**What to do:** In full and without alteration, repeat the material.
§ §
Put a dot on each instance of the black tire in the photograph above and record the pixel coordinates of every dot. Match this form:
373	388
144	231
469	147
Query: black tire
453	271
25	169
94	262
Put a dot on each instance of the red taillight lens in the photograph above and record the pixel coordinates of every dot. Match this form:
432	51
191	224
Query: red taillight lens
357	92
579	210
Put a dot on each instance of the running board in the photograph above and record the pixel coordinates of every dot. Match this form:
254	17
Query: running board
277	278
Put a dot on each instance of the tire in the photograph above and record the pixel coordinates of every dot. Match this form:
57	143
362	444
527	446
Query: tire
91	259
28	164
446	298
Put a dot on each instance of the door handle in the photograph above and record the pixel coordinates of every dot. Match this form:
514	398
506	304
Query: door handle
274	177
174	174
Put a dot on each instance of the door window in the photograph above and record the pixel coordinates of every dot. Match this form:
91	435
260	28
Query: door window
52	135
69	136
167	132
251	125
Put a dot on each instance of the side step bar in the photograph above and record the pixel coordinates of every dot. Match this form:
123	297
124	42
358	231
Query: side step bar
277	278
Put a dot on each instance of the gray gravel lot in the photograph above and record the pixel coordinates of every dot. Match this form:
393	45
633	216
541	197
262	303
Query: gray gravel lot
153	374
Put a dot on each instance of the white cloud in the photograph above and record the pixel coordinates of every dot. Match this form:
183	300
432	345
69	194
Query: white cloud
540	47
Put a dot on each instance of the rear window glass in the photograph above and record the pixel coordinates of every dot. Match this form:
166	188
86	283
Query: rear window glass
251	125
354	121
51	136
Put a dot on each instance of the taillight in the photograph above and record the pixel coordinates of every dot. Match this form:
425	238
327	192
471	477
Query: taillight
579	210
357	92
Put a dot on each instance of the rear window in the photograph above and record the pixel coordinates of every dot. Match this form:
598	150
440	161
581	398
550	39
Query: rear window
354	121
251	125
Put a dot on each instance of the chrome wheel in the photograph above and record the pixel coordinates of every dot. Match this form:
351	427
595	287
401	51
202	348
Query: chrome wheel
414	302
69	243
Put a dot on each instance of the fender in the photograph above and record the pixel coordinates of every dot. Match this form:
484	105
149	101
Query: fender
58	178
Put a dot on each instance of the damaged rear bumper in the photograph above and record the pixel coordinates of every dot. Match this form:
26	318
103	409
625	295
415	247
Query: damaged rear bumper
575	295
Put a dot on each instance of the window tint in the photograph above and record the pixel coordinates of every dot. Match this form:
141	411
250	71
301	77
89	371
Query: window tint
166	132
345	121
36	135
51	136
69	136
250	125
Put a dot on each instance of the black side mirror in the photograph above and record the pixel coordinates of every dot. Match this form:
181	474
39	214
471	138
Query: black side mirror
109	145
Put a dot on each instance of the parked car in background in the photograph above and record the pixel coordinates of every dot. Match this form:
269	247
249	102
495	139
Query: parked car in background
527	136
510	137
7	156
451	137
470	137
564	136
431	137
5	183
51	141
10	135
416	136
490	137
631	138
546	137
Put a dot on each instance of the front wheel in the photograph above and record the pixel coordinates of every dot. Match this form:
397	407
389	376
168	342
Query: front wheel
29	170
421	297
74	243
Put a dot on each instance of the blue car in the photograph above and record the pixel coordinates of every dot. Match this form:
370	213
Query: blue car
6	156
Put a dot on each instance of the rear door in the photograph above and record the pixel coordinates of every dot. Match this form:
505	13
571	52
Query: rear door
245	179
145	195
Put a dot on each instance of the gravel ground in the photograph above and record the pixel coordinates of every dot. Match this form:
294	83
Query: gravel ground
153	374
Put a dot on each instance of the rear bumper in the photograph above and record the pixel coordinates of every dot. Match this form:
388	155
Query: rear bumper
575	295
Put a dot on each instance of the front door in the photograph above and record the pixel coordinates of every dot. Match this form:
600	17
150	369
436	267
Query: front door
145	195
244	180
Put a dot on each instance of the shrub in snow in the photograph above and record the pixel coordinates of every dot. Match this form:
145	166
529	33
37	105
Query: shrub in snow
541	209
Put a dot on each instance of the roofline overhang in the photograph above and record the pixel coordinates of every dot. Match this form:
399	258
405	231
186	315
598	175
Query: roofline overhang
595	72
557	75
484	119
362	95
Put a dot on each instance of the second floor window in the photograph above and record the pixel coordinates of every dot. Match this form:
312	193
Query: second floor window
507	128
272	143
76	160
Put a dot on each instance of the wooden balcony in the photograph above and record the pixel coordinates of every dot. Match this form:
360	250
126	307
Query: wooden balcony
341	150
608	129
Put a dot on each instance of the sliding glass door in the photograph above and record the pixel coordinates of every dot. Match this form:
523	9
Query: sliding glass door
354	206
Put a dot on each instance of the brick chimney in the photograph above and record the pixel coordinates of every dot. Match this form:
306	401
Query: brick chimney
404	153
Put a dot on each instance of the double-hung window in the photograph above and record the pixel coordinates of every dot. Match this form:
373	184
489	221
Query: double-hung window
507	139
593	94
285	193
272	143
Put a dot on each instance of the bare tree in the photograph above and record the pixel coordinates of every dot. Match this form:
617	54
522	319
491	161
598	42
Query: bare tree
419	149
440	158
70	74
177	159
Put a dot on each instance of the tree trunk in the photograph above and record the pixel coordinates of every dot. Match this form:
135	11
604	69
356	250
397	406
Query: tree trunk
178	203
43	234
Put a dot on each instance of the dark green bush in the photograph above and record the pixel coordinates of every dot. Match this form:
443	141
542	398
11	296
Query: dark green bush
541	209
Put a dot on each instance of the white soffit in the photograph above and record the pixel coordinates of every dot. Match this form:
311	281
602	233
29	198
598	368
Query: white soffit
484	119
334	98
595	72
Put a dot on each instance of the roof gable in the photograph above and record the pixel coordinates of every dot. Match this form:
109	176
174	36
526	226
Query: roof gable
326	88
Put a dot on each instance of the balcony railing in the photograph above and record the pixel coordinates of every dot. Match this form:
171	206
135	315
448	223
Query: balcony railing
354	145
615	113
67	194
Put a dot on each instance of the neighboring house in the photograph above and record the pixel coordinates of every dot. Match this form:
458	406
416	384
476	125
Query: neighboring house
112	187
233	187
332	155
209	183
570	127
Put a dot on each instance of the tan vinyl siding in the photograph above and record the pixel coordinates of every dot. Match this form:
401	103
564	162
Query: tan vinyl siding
§ §
**The response:**
Put a dot on each instance of the black tire in the photograph above and record the pixel coordinates of every dot. Match this form:
373	388
144	231
469	147
Query: black tire
453	271
25	169
94	262
Put a dot on each instance of the red taillight lens in the photograph above and record the pixel coordinates of every dot. Match this form:
432	51
191	224
Query: red taillight lens
357	92
579	210
Put a dot on each instance of the running board in the photograph above and record the pixel coordinates of every dot. Match this form:
254	17
Query: running board
277	278
Put a dot on each instance of the tire in the photograph above and record the pixel coordinates of every dot. Match this form:
57	143
362	444
527	446
Query: tire
91	259
28	164
446	298
Put a dot on each instance of the door handle in the photograph above and record the pixel coordinates of every dot. Match this form:
514	398
506	304
Query: door handle
274	177
174	174
Put a dot on each instance of the door window in the photograph above and record the pixel coordinates of every dot. Match this form:
91	435
260	28
Query: door window
52	135
69	136
167	132
251	125
Put a dot on each instance of the side step bar in the photograph above and record the pixel coordinates of every dot. Match this form:
123	297
124	42
358	231
Query: side step bar
277	278
Put a dot on each instance of the gray gravel lot in the photograph above and record the pixel coordinates of every dot. Match this form:
393	45
633	216
541	197
262	303
Query: gray gravel lot
153	374
Put a dot on each instance of the white cloud in the photograph above and record the pixel coordinates of every dot. Match this form:
183	300
432	345
69	194
Query: white cloud
540	47
Put a dot on each instance of the rear window glass in the photograph above and record the pixel coordinates of every dot. Match this form:
166	188
86	283
Query: rear window glass
251	125
354	121
51	136
Put a dot on each instance of the taillight in the photograph above and record the pixel coordinates of every dot. Match this form:
425	238
327	192
471	477
Query: taillight
579	210
357	92
Put a dot on each instance of the rear window in the photograph above and record the pixel coordinates of every dot. Match this form:
598	150
440	161
581	398
550	39
Query: rear window
354	121
251	125
Put a dot on each instance of the chrome wheel in the photograph above and record the pixel coordinates of every dot. Match this form:
351	427
595	287
401	51
202	348
Query: chrome wheel
414	302
69	243
Put a dot on each instance of the fender in the photograph above and record the pixel coordinates of every dot. Match this form:
484	105
149	101
Query: fender
58	178
Put a dot on each instance of the damaged rear bumper in the photograph above and record the pixel coordinates of every dot. Match this form:
26	318
103	409
625	295
415	247
Query: damaged rear bumper
575	295
Put a dot on each instance of the window tint in the photograph above and record the pixel coordinates of every dot. Match this form:
141	411
250	71
301	77
89	371
Query: window tint
166	132
345	121
36	135
51	136
69	136
250	125
Put a dot on each instance of the black side mirror in the photograph above and record the pixel coordinates of every dot. Match this form:
181	474
39	214
471	138
Query: black side mirror
109	145
Put a dot on each instance of the parked car in background in the photograph above and record the pixel coordinates of every dot. Match this form:
269	247
249	102
495	139
Query: parked car in background
527	136
510	137
7	156
451	137
470	137
564	136
431	137
5	183
51	141
10	135
416	136
490	137
631	138
546	137
Put a dot on each instance of the front wheel in the photograph above and record the pixel coordinates of every dot. Match this form:
397	407
389	376
168	342
Query: front wheel
29	170
421	297
74	243
Put a dot on each instance of the blue car in the photograph above and record the pixel coordinates of every dot. Match this form:
370	213
Query: blue car
6	156
Put a dot on each instance of the rear door in the photograph above and record the pixel coordinates of every dot. Match this form:
505	13
571	52
Query: rear door
245	179
145	195
Put a dot on each instance of the gravel ground in the photograph above and record the pixel coordinates of every dot. Match this form:
294	83
Query: gravel ground
153	374
Put a dot on each instance of the rear bumper in the photograph above and record the pixel coordinates of every dot. Match this form:
388	155
Query: rear bumper
575	295
Put a dot on each instance of the front door in the photograph above and record the pixel coordinates of every dot. Match this form:
600	17
150	369
436	267
Query: front door
145	195
244	180
Put a dot on each instance of the shrub in snow in the photograph above and record the pixel coordinates of every dot. Match this form:
145	166
529	33
37	105
Query: shrub in snow
541	209
Put a dot on each instance of the roofline overhang in the photograph above and record the pixel coordinates of every dot. Match this form:
399	258
405	231
186	315
598	175
Query: roofline overhang
595	72
557	75
484	119
362	95
Put a dot on each instance of the second floor window in the photograph above and record the pixel coordinates of every dot. Match this form:
312	193
Query: second floor window
507	128
272	143
76	160
Put a dot on each instance of the wooden balcony in the photograph above and record the pixel coordinates of every dot. Match this form:
360	250
126	307
Query: wooden balcony
341	150
608	129
Put a dot on each instance of the sliding glass door in the photograph above and record the pixel coordinates of every dot. Match this form:
523	9
Query: sliding glass door
354	206
Put a dot on each instance of the brick chimney in the photograph above and record the pixel coordinates of every dot. Match this form:
306	401
Query: brick chimney
404	153
Put a dot on each instance of the double-hung window in the photograph above and record the pixel coordinates of every dot. Match this form:
373	184
489	221
Query: double-hung window
507	139
593	94
285	193
272	143
Put a dot on each instance of the bare tree in the photograph above and record the pixel coordinates of every dot. Match this form:
617	54
522	319
491	161
598	42
Query: bare tree
419	149
440	158
70	74
177	159
Put a dot on each instance of the tree trunk in the photograph above and record the pixel coordinates of every dot. Match this form:
135	11
604	69
356	250
397	406
Query: tree trunk
178	203
43	234
Put a dot on each instance of the dark green bush in the photograph above and record the pixel coordinates of every dot. Match this form:
443	141
542	398
11	296
Query: dark green bush
541	209
Put a dot on each instance of the white soffit in the photograph above and record the pixel coordinates of every dot. Match this form:
311	281
602	233
29	198
598	368
Query: white soffit
484	119
334	98
595	72
Put a dot on each instance of the roof gable in the photograph above and record the pixel coordinates of every dot. Match this form:
109	176
174	36
526	226
Query: roof gable
326	88
Put a dot on each instance of the balcony railing in the photograph above and record the pixel coordinates of every dot. Match this form:
171	206
135	315
448	223
Query: balcony railing
354	145
615	113
67	194
Put a dot on each instance of the neighboring house in the photograph above and record the pixel coordinates of every dot. Match this form:
458	406
416	384
476	125
Query: neighboring house
112	187
233	187
332	155
209	183
570	127
Put a dot on each instance of the tan vinyl siding in the photograph above and record the pixel coordinates of every dot. Match this form:
401	103
564	162
Query: tan vinyl siding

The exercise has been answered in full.